**Exercise task A**
Please translate this sentence from the Bussel 484 Project text into Spanish: "The goal is to remove the smaller trees and focus growth on the larger diameter, more vigorous trees."
**Exercise task B**
According to the Bussel 484 Project text, about how many acres does Modified Alternative B harvest?

In April 2005, the Forest Service issued a scoping notice and also published in the Federal Register a notice of intent to prepare an environmental impact statement. (AR 3:30, AR 2:7).After several years of work, study, and collaboration, a draft environmental impact statement ("DEIS"), was made available for public comment on the IPNF website on February 21, 2008. (AR 3:30, AR 144). A related Notice of Availability appeared in the Federal Register on March 7, 2008. (AR 3:30, AR 156).

The DEIS identifies three possible alternative actions in the Project Area: Alternative A: no action, Alternative B: proposed logging and related road construction activities, and Alternative C: logging with no road construction. (AR 1:3). In May 2008, the Forest Service issued a final environmental impact statement ("FEIS") (AR:2) and a Record of Decision ("ROD") (AR:3) approving Modified Alternative B, the commercial logging and road construction project -- the Bussel 484 Project.

Modified Alternative B involves the harvest of approximately 2,137 acres using a variety of silvicultural prescriptions (1,486 acres of commercial thin, 521 acres of group shelterwood, 53 acres of seedtree, and 78 acres of clearcut with reserves). (AR 3:5). The ROD indicates that Alternative B was selected, in part, because "it best meets the need to improve vegetative conditions through reducing stand density, changing species composition, and promoting larger trees in the future." (AR 3:27). By reducing stand density, the Forest Service intends to "decrease the competition for water, nutrients, and sunlight in stands and promote increased growth and yield." (AR 3:27). The goal is to remove the smaller trees and focus growth on the larger diameter, more vigorous trees. (AR 3:28).

To facilitate the harvest activities, Modified Alternative B also involves road construction. The road activity authorized by the Project includes: (1) constructing 4.5 miles of system road and .5 miles of temporary road; (2) improving or reconstructing 5.4 miles of existing road; and (3) removing 10.7 miles of existing roads and placing 20.2 miles of existing roads into "long term storage."*fn4 (AR 3:4).

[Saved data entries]
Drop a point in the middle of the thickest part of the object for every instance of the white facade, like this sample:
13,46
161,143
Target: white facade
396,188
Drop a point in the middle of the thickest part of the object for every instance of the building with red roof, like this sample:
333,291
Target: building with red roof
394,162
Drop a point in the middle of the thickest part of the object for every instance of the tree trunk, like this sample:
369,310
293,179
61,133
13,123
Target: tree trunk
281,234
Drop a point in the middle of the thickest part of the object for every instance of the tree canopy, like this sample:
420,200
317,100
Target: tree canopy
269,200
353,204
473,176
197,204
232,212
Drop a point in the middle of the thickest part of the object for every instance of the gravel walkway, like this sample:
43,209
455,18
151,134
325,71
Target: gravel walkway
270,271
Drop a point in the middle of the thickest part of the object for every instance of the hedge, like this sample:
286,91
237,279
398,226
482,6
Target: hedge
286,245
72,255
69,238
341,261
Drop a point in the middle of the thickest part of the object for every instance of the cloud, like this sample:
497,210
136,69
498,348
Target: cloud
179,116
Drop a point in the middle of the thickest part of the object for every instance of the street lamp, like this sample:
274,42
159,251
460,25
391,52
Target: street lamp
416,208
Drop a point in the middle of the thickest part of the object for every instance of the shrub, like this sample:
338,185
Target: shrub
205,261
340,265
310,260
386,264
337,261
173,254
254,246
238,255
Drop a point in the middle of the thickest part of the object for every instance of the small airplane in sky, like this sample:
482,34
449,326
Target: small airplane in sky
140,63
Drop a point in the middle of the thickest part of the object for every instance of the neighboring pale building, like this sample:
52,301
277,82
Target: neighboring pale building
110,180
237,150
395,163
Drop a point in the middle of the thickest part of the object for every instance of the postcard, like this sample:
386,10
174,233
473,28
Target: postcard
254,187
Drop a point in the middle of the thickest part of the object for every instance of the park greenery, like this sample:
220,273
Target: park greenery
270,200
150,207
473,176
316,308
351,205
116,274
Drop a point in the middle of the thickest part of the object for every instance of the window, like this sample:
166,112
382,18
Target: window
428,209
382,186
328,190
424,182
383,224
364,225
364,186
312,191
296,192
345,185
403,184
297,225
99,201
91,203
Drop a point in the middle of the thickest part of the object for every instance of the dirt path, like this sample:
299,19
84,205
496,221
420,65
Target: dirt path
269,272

**Final result A**
El objetivo es eliminar los árboles más pequeños y concentrar el crecimiento en los árboles de mayor diámetro y más vigorosos.

**Final result B**
Approximately 2,137 acres.